• **EXERCISE GOAL**
Beginning at the line with "Mark the thin", output each line to the end of the listing below exactly, please.
↓↓↓
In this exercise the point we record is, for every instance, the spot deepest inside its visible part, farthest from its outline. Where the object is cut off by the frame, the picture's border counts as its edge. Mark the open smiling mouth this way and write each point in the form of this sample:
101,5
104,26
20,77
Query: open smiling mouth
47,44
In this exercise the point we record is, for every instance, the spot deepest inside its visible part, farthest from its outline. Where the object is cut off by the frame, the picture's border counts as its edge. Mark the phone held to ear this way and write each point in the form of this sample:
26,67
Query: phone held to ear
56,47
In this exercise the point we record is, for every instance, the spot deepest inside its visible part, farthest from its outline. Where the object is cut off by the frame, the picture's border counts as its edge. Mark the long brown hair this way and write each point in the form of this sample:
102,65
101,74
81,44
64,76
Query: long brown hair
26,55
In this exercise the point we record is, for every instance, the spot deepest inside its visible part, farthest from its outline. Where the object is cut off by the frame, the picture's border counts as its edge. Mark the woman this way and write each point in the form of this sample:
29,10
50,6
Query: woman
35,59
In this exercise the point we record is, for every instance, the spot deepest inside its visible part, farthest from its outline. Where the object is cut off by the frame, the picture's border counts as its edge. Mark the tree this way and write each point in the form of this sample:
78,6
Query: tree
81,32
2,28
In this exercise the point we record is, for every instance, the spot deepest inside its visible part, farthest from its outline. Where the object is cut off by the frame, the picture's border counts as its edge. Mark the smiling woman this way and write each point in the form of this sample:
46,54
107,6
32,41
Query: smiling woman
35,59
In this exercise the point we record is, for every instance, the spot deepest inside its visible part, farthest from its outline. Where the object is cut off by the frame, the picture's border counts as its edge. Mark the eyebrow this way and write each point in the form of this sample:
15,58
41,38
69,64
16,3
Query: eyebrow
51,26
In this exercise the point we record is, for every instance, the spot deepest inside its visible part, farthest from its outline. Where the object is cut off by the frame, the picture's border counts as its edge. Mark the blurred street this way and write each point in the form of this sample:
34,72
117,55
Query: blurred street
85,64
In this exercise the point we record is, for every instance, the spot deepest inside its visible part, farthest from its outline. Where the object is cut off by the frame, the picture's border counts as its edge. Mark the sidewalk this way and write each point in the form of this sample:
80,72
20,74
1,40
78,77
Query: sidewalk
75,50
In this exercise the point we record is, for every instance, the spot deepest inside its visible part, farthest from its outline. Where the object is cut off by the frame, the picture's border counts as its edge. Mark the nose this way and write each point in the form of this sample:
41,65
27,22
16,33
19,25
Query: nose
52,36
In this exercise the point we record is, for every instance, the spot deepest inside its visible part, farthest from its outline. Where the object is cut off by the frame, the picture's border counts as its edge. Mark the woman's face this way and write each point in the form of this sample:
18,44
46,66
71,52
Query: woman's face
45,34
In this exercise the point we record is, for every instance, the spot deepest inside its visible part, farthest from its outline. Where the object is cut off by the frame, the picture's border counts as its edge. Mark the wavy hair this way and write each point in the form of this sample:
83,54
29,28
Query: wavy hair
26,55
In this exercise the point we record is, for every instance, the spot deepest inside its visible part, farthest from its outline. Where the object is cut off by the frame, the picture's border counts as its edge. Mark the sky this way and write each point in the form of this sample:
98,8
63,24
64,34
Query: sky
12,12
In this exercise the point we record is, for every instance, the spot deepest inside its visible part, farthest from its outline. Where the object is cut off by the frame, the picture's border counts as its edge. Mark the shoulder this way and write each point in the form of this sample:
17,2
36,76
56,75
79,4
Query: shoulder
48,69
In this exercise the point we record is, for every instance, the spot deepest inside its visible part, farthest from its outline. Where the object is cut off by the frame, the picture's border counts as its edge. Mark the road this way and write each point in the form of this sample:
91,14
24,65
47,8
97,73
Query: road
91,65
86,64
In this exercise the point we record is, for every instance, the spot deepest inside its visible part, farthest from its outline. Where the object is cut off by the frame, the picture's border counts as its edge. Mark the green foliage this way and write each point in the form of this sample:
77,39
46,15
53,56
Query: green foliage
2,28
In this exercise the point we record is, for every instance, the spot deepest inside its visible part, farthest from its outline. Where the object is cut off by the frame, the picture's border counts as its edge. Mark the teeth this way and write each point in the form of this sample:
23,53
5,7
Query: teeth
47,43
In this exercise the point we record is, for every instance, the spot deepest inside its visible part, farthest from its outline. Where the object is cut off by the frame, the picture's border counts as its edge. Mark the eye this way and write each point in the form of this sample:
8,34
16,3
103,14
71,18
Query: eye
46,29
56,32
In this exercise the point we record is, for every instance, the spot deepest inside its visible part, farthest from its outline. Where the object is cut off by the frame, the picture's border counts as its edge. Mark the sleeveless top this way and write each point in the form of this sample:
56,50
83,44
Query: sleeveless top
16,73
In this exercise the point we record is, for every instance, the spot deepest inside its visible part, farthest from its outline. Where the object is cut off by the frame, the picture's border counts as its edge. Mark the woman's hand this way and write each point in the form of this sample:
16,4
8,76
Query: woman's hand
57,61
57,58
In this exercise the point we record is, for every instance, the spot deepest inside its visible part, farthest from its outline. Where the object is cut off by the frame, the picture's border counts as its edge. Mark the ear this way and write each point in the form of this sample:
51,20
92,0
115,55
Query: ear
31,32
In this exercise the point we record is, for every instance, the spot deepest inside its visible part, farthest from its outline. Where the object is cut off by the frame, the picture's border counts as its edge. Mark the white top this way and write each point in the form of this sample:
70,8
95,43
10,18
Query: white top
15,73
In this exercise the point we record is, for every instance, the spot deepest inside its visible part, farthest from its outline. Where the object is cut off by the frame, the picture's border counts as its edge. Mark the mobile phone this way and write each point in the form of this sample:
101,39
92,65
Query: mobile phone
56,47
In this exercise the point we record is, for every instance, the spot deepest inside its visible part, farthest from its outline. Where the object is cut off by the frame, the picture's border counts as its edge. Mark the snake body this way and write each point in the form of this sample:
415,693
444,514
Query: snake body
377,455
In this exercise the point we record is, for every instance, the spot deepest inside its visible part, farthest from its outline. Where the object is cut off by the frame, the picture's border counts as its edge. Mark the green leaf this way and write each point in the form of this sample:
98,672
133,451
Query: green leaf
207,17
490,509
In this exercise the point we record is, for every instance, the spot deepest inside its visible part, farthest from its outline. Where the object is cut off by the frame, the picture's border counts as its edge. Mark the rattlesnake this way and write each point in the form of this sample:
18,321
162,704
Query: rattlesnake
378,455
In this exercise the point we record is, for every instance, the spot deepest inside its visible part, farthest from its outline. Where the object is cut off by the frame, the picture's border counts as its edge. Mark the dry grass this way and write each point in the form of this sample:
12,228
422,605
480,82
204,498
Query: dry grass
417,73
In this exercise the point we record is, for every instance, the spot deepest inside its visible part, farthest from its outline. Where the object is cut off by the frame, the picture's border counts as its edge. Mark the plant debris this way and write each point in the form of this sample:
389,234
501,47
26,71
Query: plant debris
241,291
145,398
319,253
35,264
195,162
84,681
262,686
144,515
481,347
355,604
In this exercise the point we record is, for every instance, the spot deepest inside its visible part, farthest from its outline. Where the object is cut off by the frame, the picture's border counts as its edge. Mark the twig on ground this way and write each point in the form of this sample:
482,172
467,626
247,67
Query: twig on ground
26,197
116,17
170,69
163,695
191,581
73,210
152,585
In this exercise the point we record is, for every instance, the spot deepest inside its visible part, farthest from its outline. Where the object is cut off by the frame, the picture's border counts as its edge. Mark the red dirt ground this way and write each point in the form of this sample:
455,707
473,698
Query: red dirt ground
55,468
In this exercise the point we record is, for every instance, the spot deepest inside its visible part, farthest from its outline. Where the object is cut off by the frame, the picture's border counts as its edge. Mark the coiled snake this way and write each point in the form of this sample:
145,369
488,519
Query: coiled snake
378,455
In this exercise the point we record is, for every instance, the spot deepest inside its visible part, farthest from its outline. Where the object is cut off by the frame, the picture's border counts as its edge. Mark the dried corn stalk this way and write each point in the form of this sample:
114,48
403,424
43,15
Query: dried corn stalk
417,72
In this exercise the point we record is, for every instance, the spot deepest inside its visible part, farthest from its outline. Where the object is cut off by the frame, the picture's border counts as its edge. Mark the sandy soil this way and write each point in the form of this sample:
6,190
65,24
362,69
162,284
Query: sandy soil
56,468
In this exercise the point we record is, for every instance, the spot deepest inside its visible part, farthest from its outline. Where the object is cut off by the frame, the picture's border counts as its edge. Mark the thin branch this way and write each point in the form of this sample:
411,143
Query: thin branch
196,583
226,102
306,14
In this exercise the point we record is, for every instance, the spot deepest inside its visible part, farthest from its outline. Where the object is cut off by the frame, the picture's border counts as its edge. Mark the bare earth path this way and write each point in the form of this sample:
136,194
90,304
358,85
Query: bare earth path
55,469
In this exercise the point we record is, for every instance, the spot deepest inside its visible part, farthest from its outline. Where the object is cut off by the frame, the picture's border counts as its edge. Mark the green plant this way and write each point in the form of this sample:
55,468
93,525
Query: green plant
↑↑↑
• **SOLUTION TO THE EXERCISE**
In this exercise the point we record is, for every instance, the spot deepest inside its visible part, farthest from its outline. Where the object is cut off by the frame, the picture's border counts as its edge. Mark the thin branch this way and write each point in the form of this sample:
411,143
Query: thin branch
196,583
226,102
306,14
In this exercise the point we record is, for every instance, the spot deepest inside its visible part, farthest from its outline. Where the object is cut off by the frame, the picture's border counts as its edge. Mark the bare earth path this way and write each point in the form of this sample:
136,194
90,304
358,85
Query: bare earth path
55,469
In this exercise the point we record is, for every instance, the spot deepest inside its visible part, farthest from its outline. Where the object is cut off by the frame, the picture's border counts as its edge. Mark the green plant this way and write each point in the form of this sample:
55,468
93,525
Query: green plant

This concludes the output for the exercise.